→ Directions:
Reprint all entries without any alteration.

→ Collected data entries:
◇ ◇ ◇
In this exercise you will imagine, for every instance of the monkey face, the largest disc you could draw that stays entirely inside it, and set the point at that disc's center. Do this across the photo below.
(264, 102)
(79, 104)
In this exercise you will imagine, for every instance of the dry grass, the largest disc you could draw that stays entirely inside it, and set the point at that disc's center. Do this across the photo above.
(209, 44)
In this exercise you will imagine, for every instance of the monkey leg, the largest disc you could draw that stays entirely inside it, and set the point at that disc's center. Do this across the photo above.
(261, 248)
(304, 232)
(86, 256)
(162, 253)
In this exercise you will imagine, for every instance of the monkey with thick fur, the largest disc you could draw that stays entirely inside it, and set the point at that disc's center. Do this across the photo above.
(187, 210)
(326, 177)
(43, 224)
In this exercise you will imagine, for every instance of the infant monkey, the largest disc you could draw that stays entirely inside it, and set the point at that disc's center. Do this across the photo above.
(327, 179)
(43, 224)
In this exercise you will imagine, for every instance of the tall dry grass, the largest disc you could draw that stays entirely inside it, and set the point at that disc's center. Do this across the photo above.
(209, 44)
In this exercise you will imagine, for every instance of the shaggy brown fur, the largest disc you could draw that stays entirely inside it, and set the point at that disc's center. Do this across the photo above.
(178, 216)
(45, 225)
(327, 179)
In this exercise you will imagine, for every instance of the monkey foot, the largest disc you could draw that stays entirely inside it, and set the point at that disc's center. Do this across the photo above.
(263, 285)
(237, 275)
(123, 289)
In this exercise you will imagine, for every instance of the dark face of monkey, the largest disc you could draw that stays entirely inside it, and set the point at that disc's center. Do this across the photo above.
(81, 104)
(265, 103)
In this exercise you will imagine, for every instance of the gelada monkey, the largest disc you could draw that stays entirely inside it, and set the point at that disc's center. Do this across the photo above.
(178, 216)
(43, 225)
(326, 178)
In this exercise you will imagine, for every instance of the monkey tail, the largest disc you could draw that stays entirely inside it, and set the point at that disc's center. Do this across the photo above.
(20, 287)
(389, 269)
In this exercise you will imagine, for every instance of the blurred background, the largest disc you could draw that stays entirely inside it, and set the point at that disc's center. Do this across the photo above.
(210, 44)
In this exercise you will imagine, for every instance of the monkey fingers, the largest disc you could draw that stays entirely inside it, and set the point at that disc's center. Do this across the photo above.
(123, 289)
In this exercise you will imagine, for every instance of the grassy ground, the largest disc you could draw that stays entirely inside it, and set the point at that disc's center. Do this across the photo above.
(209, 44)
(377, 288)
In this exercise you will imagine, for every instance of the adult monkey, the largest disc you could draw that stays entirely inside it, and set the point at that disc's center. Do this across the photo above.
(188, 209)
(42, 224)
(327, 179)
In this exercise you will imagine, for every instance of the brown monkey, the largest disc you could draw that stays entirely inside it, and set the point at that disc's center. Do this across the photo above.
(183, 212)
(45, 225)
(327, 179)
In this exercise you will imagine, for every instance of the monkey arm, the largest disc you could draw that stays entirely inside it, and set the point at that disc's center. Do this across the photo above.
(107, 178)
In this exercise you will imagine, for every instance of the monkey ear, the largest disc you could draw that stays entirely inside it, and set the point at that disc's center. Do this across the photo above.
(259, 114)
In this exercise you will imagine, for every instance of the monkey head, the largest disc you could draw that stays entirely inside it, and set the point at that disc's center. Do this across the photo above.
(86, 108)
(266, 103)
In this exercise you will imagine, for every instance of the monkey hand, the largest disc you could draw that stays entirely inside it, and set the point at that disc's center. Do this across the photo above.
◇ ◇ ◇
→ The completed task:
In this exercise you will imagine, for every instance of the monkey face, the largest disc you could draw that stays entirely inside it, and set the point at that disc's center. Do this across the photo below.
(264, 102)
(79, 104)
In this exercise you will imagine, for every instance of the dry grass, the largest disc you could draw that stays entirely inside it, and set the point at that disc's center. Do this across the photo above.
(209, 44)
In this exercise you will imagine, for every instance of the monkey leg, the largest disc you could draw that stays entirely inside it, and set the point at that disc's center. Do this across the photo above.
(261, 248)
(304, 232)
(86, 256)
(162, 253)
In this exercise you will imagine, for every instance of the monkey with thick fur, the largest disc you could draw that stays entirely inside it, and set the point at that disc's center. Do this across the photo above.
(187, 210)
(326, 177)
(43, 224)
In this exercise you will imagine, for every instance of the infant monkey, the largest disc you could draw that stays entirely inside it, and set the point at that disc's center. Do this across the photo above.
(327, 179)
(43, 224)
In this exercise you will imagine, for every instance of the tall dry grass, the largest disc you could draw that stays entirely inside it, and set the point at that disc's center. Do this across the photo above.
(209, 44)
In this exercise you will imagine, for every instance of the shaggy brown fur, the largest disc you could draw that stays entirely inside it, and set the point at that disc's center. Do this across the photo above.
(178, 216)
(45, 225)
(327, 179)
In this exercise you will imagine, for every instance of the monkey foot, the largest disc you could draw that stays entirely inside it, and set the point at that disc's center. Do this across the photo above.
(263, 285)
(237, 275)
(123, 289)
In this exercise you will imagine, for every instance of the dark face of monkey, the largest disc you could draw that stays entirely inside it, and set the point at that disc's center. Do this across the photo above.
(81, 104)
(265, 103)
In this exercise you will imagine, for every instance of the gelada monkey, the largest disc you could draw that stays entirely inside it, and set the point at that disc's center. Do this across the photo above.
(178, 216)
(43, 225)
(326, 178)
In this exercise you will imagine, for every instance of the monkey tail, the largest disc you could draw that stays entirely inside it, and set the point at that disc's center. Do this across the photo above.
(20, 287)
(389, 269)
In this exercise you will imagine, for every instance of the blurred background, the largest disc you could draw that stays entirely inside it, and set the point at that disc's center. Do this across the photo above.
(210, 44)
In this exercise you will imagine, for every instance of the monkey fingers, the largest disc you could draw that stays entirely inside it, and set the point at that disc's center. Do this across the photo above.
(123, 289)
In this exercise you will imagine, for every instance of the grassy ground, the largest disc you could draw that stays entirely inside it, and set the point at that disc's center. Do this across the photo above.
(209, 44)
(377, 288)
In this exercise you will imagine, for every instance of the adult monkey, the largest disc you could draw that stays entirely inside it, and set the point at that disc's center. Do this across the photo above.
(188, 209)
(42, 224)
(327, 179)
In this exercise you will imagine, for every instance of the brown monkey, the largest disc you could draw that stays entirely inside it, and set the point at that disc's center. Do this across the photo above.
(183, 212)
(45, 225)
(327, 179)
In this exercise you will imagine, for every instance of the monkey arm, the largest disc you could draw that stays entirely inside it, and set the point at that disc's center. Do this across the photo above.
(107, 178)
In this exercise you will imagine, for every instance of the monkey ear, the largest disc you could draw that stays entirely inside it, and set the point at that disc's center. Do this across the photo above.
(259, 114)
In this exercise you will imagine, for every instance of the monkey head, the largest disc you could draw that stays entirely inside it, and set the point at that disc's center. Do this across the photo above.
(86, 108)
(266, 103)
In this exercise you will imagine, for every instance of the monkey hand, the largest disc you could draw that stays entirely inside it, and set the point at that disc's center. Do this across the photo above.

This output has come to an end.